__The request__
Convert the lines in the records below, from the line containing "Indicate every instance of the tree line" through the end of the records, inclusive, into a JSON list of strings with one string per line, leaving out any blank lines.

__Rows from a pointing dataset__
###

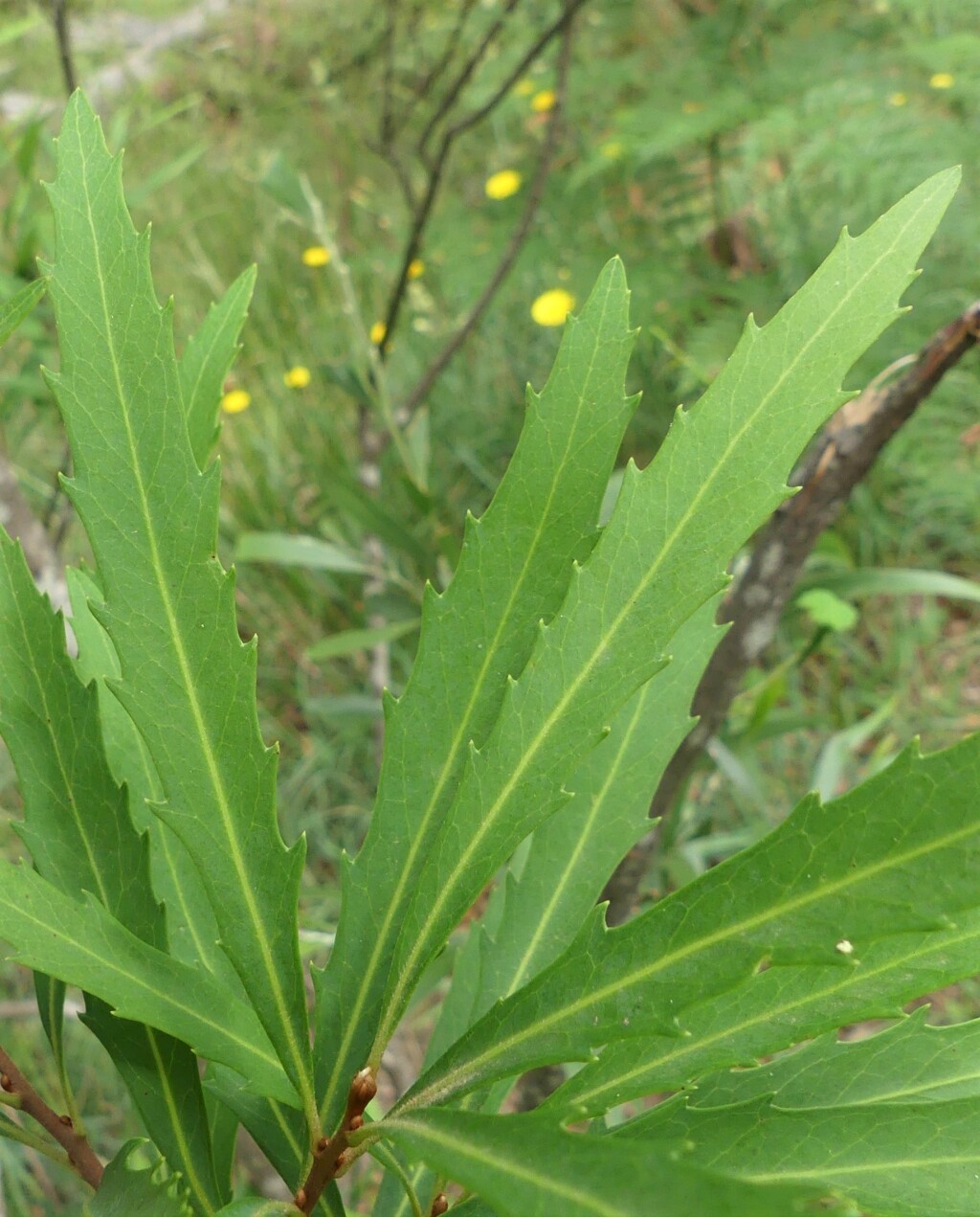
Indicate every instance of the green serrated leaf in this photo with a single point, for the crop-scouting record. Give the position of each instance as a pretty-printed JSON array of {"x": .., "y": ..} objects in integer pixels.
[
  {"x": 129, "y": 1186},
  {"x": 573, "y": 853},
  {"x": 206, "y": 362},
  {"x": 908, "y": 1063},
  {"x": 773, "y": 1010},
  {"x": 152, "y": 519},
  {"x": 83, "y": 944},
  {"x": 524, "y": 1167},
  {"x": 77, "y": 822},
  {"x": 821, "y": 890},
  {"x": 163, "y": 1078},
  {"x": 191, "y": 928},
  {"x": 896, "y": 1160},
  {"x": 257, "y": 1208},
  {"x": 513, "y": 570},
  {"x": 50, "y": 997},
  {"x": 18, "y": 306},
  {"x": 720, "y": 472},
  {"x": 79, "y": 831}
]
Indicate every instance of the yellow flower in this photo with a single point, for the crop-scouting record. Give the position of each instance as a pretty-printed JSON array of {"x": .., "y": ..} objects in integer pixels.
[
  {"x": 503, "y": 184},
  {"x": 316, "y": 256},
  {"x": 552, "y": 306},
  {"x": 236, "y": 400},
  {"x": 297, "y": 377}
]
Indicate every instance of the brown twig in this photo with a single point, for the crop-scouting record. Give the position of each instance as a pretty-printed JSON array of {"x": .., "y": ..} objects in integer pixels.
[
  {"x": 63, "y": 38},
  {"x": 839, "y": 461},
  {"x": 520, "y": 237},
  {"x": 328, "y": 1157},
  {"x": 436, "y": 166},
  {"x": 463, "y": 77},
  {"x": 80, "y": 1154}
]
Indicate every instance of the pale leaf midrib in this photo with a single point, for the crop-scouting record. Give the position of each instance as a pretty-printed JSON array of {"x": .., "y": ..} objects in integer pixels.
[
  {"x": 833, "y": 1172},
  {"x": 489, "y": 823},
  {"x": 176, "y": 1126},
  {"x": 81, "y": 826},
  {"x": 545, "y": 1183},
  {"x": 583, "y": 839},
  {"x": 643, "y": 974},
  {"x": 390, "y": 929},
  {"x": 241, "y": 870},
  {"x": 767, "y": 1015},
  {"x": 161, "y": 996}
]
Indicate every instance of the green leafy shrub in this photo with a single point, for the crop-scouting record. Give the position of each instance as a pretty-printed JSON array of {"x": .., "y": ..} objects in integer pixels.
[{"x": 558, "y": 660}]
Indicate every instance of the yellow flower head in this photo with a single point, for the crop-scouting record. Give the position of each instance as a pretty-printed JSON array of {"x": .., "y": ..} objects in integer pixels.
[
  {"x": 297, "y": 377},
  {"x": 316, "y": 256},
  {"x": 236, "y": 400},
  {"x": 503, "y": 184},
  {"x": 543, "y": 101},
  {"x": 552, "y": 306}
]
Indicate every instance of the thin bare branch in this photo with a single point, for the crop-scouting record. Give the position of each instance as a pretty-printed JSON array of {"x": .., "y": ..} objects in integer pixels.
[
  {"x": 463, "y": 77},
  {"x": 436, "y": 169},
  {"x": 80, "y": 1155},
  {"x": 520, "y": 237}
]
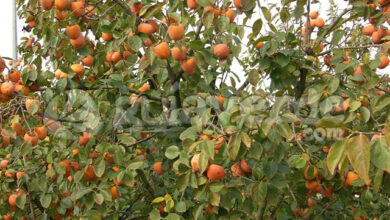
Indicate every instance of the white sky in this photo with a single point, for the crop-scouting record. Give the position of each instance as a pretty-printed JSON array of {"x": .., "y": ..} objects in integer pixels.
[{"x": 6, "y": 26}]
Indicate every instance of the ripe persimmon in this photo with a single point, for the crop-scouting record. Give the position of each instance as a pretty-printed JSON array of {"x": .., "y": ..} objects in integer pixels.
[
  {"x": 5, "y": 141},
  {"x": 237, "y": 4},
  {"x": 7, "y": 88},
  {"x": 107, "y": 36},
  {"x": 61, "y": 4},
  {"x": 176, "y": 31},
  {"x": 145, "y": 87},
  {"x": 244, "y": 166},
  {"x": 259, "y": 45},
  {"x": 14, "y": 76},
  {"x": 89, "y": 174},
  {"x": 162, "y": 50},
  {"x": 30, "y": 102},
  {"x": 219, "y": 143},
  {"x": 136, "y": 8},
  {"x": 384, "y": 62},
  {"x": 313, "y": 15},
  {"x": 12, "y": 199},
  {"x": 157, "y": 166},
  {"x": 126, "y": 54},
  {"x": 215, "y": 172},
  {"x": 79, "y": 42},
  {"x": 311, "y": 185},
  {"x": 41, "y": 131},
  {"x": 78, "y": 69},
  {"x": 84, "y": 139},
  {"x": 116, "y": 56},
  {"x": 192, "y": 4},
  {"x": 319, "y": 22},
  {"x": 77, "y": 8},
  {"x": 88, "y": 60},
  {"x": 46, "y": 4},
  {"x": 368, "y": 30},
  {"x": 4, "y": 164},
  {"x": 195, "y": 162},
  {"x": 314, "y": 173},
  {"x": 236, "y": 170},
  {"x": 221, "y": 100},
  {"x": 221, "y": 51},
  {"x": 73, "y": 31},
  {"x": 188, "y": 65},
  {"x": 145, "y": 28},
  {"x": 375, "y": 37},
  {"x": 114, "y": 192},
  {"x": 61, "y": 15},
  {"x": 18, "y": 128},
  {"x": 154, "y": 24},
  {"x": 230, "y": 14},
  {"x": 19, "y": 174},
  {"x": 177, "y": 54},
  {"x": 32, "y": 138},
  {"x": 351, "y": 176}
]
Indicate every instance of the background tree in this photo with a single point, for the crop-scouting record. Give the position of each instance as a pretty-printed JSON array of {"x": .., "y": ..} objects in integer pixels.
[{"x": 133, "y": 110}]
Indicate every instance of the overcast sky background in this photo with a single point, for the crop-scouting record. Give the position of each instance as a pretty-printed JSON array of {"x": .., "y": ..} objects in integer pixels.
[{"x": 6, "y": 26}]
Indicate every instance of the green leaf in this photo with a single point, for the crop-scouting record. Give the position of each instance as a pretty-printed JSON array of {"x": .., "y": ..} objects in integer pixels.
[
  {"x": 126, "y": 139},
  {"x": 172, "y": 152},
  {"x": 216, "y": 186},
  {"x": 181, "y": 207},
  {"x": 329, "y": 122},
  {"x": 158, "y": 200},
  {"x": 282, "y": 59},
  {"x": 135, "y": 42},
  {"x": 21, "y": 201},
  {"x": 203, "y": 161},
  {"x": 285, "y": 131},
  {"x": 354, "y": 105},
  {"x": 150, "y": 11},
  {"x": 256, "y": 28},
  {"x": 266, "y": 13},
  {"x": 82, "y": 192},
  {"x": 335, "y": 154},
  {"x": 154, "y": 215},
  {"x": 99, "y": 198},
  {"x": 380, "y": 154},
  {"x": 173, "y": 216},
  {"x": 387, "y": 133},
  {"x": 190, "y": 133},
  {"x": 365, "y": 114},
  {"x": 337, "y": 35},
  {"x": 333, "y": 85},
  {"x": 182, "y": 182},
  {"x": 378, "y": 180},
  {"x": 234, "y": 145},
  {"x": 259, "y": 193},
  {"x": 382, "y": 102},
  {"x": 207, "y": 19},
  {"x": 45, "y": 201},
  {"x": 254, "y": 77},
  {"x": 358, "y": 152},
  {"x": 100, "y": 167}
]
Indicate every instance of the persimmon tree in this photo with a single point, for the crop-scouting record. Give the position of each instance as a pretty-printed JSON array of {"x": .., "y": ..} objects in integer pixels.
[{"x": 138, "y": 110}]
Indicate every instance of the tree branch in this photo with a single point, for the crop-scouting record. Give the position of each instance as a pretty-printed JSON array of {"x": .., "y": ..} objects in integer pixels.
[
  {"x": 352, "y": 48},
  {"x": 145, "y": 181},
  {"x": 124, "y": 6},
  {"x": 331, "y": 26}
]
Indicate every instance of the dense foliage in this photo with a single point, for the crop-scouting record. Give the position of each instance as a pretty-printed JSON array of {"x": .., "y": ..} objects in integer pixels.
[{"x": 138, "y": 110}]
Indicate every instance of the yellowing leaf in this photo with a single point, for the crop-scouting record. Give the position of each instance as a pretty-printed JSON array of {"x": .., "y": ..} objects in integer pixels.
[
  {"x": 335, "y": 154},
  {"x": 358, "y": 152},
  {"x": 158, "y": 200}
]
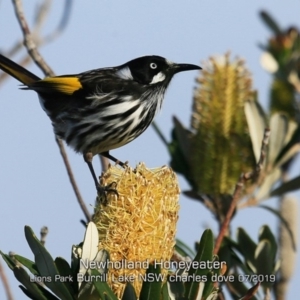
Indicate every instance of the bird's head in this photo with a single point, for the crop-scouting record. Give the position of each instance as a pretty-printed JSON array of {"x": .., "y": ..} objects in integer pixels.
[{"x": 150, "y": 70}]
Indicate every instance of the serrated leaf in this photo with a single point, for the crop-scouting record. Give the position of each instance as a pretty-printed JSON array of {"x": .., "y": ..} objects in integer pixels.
[
  {"x": 46, "y": 266},
  {"x": 279, "y": 128},
  {"x": 102, "y": 287},
  {"x": 256, "y": 123},
  {"x": 287, "y": 186},
  {"x": 284, "y": 222},
  {"x": 66, "y": 272},
  {"x": 204, "y": 253},
  {"x": 152, "y": 289},
  {"x": 266, "y": 186}
]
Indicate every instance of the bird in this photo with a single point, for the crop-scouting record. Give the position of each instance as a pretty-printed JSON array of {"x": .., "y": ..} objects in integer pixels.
[{"x": 101, "y": 109}]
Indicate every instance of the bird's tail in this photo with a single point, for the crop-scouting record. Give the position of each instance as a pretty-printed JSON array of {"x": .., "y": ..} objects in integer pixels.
[{"x": 17, "y": 71}]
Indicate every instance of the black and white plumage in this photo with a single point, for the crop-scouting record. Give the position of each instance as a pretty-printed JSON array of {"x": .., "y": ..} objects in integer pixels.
[{"x": 102, "y": 109}]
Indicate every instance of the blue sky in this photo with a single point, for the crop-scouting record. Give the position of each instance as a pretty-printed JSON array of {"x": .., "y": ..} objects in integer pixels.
[{"x": 34, "y": 187}]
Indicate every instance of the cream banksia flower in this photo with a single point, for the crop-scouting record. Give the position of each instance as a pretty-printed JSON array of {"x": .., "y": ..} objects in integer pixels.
[
  {"x": 139, "y": 225},
  {"x": 221, "y": 147}
]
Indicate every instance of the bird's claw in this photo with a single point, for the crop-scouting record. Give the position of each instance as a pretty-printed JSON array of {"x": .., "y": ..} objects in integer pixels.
[{"x": 103, "y": 192}]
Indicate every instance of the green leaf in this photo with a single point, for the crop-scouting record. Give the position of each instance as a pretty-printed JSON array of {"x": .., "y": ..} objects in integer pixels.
[
  {"x": 279, "y": 127},
  {"x": 288, "y": 154},
  {"x": 29, "y": 264},
  {"x": 292, "y": 140},
  {"x": 46, "y": 266},
  {"x": 287, "y": 186},
  {"x": 266, "y": 186},
  {"x": 246, "y": 246},
  {"x": 151, "y": 288},
  {"x": 66, "y": 273},
  {"x": 263, "y": 260},
  {"x": 270, "y": 22},
  {"x": 102, "y": 287},
  {"x": 31, "y": 286},
  {"x": 9, "y": 261},
  {"x": 284, "y": 222},
  {"x": 204, "y": 254},
  {"x": 266, "y": 234}
]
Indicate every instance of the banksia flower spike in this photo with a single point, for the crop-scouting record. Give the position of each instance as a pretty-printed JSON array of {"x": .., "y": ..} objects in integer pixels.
[
  {"x": 221, "y": 146},
  {"x": 138, "y": 227}
]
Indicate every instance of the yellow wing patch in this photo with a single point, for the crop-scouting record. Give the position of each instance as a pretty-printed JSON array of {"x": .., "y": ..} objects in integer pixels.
[{"x": 65, "y": 85}]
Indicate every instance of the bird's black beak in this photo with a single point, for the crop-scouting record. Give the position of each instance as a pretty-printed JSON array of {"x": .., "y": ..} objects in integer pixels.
[{"x": 184, "y": 67}]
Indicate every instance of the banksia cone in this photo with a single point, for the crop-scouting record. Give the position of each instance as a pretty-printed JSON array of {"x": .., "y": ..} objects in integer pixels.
[
  {"x": 139, "y": 226},
  {"x": 221, "y": 146}
]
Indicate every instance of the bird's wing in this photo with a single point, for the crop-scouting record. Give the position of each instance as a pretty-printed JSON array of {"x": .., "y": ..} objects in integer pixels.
[{"x": 66, "y": 85}]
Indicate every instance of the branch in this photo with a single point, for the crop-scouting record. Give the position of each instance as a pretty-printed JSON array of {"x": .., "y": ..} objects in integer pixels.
[
  {"x": 38, "y": 59},
  {"x": 239, "y": 188}
]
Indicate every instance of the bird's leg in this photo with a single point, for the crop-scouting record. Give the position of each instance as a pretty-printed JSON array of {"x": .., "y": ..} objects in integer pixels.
[
  {"x": 88, "y": 158},
  {"x": 107, "y": 155}
]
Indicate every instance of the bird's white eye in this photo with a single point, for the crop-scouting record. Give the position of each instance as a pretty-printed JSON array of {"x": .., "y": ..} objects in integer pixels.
[{"x": 153, "y": 66}]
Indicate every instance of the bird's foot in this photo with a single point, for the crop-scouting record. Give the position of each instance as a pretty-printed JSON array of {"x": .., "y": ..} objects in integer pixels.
[{"x": 103, "y": 192}]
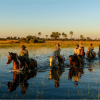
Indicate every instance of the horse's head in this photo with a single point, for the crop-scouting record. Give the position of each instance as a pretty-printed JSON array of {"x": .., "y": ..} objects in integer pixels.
[
  {"x": 11, "y": 56},
  {"x": 73, "y": 60},
  {"x": 53, "y": 60}
]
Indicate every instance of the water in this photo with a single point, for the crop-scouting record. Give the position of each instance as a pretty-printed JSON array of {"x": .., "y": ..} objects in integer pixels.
[{"x": 48, "y": 83}]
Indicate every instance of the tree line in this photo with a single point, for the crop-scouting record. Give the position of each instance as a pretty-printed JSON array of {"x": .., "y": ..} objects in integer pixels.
[{"x": 53, "y": 36}]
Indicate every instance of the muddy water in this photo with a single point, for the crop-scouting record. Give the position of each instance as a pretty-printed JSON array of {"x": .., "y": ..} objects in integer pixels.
[{"x": 49, "y": 83}]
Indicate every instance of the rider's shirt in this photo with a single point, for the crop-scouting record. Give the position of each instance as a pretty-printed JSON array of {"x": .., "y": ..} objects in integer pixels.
[
  {"x": 76, "y": 51},
  {"x": 57, "y": 51},
  {"x": 24, "y": 53},
  {"x": 80, "y": 46},
  {"x": 91, "y": 47}
]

###

__Written answer__
[
  "Indicate every instance of the tree line in this photo with a single point, for the crop-scouting record. Give the position of each instance as a pretty-printed JSON array of {\"x\": .., \"y\": ..} objects in integer pixels.",
  "[{\"x\": 53, \"y\": 36}]",
  "Indicate every instance of the muddy water in this photo with a single point, for the crop-scouting record. Give the position of each instance as a pretty-printed JSON array of {\"x\": .., \"y\": ..} objects in integer pixels.",
  "[{\"x\": 49, \"y\": 83}]",
  "Indicate every instance of the rider's shirt in this photo with a single point, for the crop-scouting record. Give the position of each instance as a pretty-printed JSON array of {\"x\": .., \"y\": ..} objects in integer pixels.",
  "[",
  "  {\"x\": 76, \"y\": 51},",
  "  {\"x\": 57, \"y\": 51},",
  "  {\"x\": 24, \"y\": 53},",
  "  {\"x\": 80, \"y\": 46},",
  "  {\"x\": 91, \"y\": 47}",
  "]"
]